* _DOCUMENT SEGMENT_
>>>>>

Consequences of the Revolution

  1. A National Government

    1. Soon upon deciding for independence, the need for a national government became clear

    2. The Continental Congress approved Articles of Confederation in November, 1777

    3. Would not go into effect until ratified by the states - not till 1781

      1. Many people weren't interested in any central government

      2. Major sticking point was western lands

      3. Who owned them, who would profit from them?

      4. Many states had conflicting claims

      5. Only when they agreed to give these lands to the national government would Articles be approved

    4. A weak government

      1. A Congress in which each state had one vote

      2. Congress could ask, not demand, money from states

      3. Unable to pay national debts, including back pay for army

      4. Meant to deal with foreign policy, Indians, interstate problems, not much else

  2. Biggest Accomplishment - the Northwest Ordinance of 1787

    1. People were moving across the Appalachians - where did they fit in?

    2. Congress saw the land as revenue - they could sell it and not depend on states for money. But how?

    3. Dividing up the land - Land Ordinance of 1785

      1. Attempt to scientifically divide land (Jefferson's idea)

      2. Set up a Township Survey system

        1. All land would be surveyed and divided into blocks of six square miles

        2. Those in turn would be would be divided into blocks 1 mile square - 640 acres

        3. Idea was that people could buy land before heading West and already know exactly where their land was

      3. Congress wanted to sell the land for $1/acre, with smallest unit sold being 640 acres

      4. But most people didn't have $640

      5. Speculators bought up much of the land, divided it in smaller pieces, and sold it off.

      6. And a lot of squatters just took what they could find.

<<<<<

(Excerpts of labeled region data)
>>>>>

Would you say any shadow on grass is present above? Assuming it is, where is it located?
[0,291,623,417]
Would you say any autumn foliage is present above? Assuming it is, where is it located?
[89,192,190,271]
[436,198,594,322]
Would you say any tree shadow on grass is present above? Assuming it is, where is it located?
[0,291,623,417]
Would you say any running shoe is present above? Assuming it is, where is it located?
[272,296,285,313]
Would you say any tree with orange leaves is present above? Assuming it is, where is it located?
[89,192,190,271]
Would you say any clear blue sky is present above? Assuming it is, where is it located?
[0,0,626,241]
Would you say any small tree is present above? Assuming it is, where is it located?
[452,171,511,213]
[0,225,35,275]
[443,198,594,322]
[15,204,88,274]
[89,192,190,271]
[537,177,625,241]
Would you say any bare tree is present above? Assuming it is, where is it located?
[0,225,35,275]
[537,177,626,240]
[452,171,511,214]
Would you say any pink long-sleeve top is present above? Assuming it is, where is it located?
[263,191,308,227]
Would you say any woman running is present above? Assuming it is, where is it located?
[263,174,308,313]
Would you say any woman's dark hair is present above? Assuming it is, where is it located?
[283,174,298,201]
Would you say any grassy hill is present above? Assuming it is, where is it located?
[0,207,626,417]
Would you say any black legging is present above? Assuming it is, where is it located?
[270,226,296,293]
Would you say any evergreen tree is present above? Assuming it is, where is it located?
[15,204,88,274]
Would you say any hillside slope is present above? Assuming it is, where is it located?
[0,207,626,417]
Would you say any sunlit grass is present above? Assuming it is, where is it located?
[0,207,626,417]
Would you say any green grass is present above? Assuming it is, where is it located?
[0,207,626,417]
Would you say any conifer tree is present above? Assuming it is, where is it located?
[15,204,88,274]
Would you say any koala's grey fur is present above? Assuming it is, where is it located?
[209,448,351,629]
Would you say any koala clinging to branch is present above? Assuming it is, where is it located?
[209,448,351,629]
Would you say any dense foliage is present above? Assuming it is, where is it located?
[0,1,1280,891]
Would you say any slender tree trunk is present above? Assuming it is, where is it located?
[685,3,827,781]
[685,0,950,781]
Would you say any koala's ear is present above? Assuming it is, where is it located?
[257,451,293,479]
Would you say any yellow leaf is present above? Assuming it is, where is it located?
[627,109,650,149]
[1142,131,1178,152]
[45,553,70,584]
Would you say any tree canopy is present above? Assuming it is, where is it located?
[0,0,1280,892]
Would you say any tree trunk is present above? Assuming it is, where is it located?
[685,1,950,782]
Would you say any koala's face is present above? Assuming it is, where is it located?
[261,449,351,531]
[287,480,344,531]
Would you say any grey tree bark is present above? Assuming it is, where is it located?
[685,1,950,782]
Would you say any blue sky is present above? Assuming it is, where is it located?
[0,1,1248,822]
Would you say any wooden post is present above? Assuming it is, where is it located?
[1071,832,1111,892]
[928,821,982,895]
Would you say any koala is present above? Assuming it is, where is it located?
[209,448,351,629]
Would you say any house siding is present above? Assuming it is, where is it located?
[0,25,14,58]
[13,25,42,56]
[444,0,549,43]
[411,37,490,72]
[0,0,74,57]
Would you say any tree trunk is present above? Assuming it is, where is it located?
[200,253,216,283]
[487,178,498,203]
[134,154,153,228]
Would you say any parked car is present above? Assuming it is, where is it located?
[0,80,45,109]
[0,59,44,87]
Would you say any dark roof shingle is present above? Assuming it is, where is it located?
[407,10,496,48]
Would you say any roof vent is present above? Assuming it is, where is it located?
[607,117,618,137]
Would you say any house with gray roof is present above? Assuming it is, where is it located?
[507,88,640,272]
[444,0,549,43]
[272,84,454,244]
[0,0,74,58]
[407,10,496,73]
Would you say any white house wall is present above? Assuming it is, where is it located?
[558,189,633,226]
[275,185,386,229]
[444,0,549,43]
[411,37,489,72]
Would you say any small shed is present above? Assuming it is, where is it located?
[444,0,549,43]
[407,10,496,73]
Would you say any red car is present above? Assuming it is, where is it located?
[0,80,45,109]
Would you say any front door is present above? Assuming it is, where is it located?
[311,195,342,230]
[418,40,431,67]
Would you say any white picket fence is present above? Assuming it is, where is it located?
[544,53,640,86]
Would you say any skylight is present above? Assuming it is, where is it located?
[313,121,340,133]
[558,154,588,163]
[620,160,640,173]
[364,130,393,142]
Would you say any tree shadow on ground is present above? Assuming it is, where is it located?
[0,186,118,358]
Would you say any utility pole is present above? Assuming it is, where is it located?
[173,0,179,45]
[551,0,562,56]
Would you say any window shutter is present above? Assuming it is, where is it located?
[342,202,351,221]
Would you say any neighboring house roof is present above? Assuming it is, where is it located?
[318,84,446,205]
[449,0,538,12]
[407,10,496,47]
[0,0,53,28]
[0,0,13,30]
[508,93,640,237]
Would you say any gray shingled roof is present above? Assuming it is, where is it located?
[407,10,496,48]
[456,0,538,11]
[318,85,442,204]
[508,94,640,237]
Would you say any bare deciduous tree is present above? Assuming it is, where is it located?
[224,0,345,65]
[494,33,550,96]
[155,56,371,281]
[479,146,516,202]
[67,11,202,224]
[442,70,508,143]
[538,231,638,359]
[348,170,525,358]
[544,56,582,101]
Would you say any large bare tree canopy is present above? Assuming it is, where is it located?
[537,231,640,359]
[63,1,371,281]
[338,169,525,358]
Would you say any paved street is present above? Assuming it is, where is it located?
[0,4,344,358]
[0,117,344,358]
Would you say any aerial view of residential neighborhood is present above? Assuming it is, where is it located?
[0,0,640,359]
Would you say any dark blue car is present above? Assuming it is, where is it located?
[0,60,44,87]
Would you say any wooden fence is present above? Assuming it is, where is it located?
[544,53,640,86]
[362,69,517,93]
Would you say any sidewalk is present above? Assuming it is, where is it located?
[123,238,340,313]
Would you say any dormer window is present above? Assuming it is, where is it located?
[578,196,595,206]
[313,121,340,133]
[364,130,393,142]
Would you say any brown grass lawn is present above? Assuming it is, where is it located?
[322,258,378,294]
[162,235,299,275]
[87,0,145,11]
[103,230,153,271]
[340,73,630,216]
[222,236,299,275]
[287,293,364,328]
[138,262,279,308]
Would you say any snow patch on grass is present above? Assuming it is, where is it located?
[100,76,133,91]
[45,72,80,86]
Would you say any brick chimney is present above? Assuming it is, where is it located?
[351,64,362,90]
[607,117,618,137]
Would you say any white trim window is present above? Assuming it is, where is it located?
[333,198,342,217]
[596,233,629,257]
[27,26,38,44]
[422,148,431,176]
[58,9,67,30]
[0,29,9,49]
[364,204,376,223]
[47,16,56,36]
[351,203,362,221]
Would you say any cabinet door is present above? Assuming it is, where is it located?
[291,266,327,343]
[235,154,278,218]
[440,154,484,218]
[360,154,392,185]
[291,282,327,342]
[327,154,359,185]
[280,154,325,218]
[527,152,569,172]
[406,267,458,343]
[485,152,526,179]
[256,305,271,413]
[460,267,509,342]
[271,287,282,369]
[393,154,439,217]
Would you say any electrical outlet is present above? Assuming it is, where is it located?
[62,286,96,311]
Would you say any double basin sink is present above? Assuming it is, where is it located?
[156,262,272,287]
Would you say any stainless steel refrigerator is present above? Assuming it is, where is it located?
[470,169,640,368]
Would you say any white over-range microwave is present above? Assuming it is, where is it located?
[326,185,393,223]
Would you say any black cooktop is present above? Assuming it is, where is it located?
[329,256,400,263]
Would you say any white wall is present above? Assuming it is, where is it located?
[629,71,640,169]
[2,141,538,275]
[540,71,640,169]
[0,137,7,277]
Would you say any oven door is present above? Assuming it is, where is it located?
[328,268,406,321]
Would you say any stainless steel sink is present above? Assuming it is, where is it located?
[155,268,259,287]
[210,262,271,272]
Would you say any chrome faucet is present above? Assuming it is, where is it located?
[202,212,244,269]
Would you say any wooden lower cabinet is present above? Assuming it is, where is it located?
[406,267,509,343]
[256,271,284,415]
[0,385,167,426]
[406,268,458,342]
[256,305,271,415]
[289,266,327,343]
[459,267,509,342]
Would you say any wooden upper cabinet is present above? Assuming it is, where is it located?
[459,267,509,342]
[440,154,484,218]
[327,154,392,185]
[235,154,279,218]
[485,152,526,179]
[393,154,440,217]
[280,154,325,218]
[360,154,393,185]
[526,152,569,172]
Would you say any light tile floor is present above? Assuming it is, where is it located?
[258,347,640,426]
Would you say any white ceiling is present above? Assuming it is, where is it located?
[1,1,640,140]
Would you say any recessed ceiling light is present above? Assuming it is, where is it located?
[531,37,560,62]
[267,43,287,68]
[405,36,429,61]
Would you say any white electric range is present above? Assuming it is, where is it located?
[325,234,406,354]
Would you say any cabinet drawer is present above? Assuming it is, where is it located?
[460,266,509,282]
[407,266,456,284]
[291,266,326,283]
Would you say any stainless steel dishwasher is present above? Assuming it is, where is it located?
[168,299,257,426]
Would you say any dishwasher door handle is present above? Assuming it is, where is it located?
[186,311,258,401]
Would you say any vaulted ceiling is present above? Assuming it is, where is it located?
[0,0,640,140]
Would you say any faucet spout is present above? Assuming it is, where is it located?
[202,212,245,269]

<<<<<

* _DIRECTIONS_
In the outline on the consequences of the Revolution, when did the Continental Congress approve the Articles of Confederation?

* _SOLUTION_
In November 1777.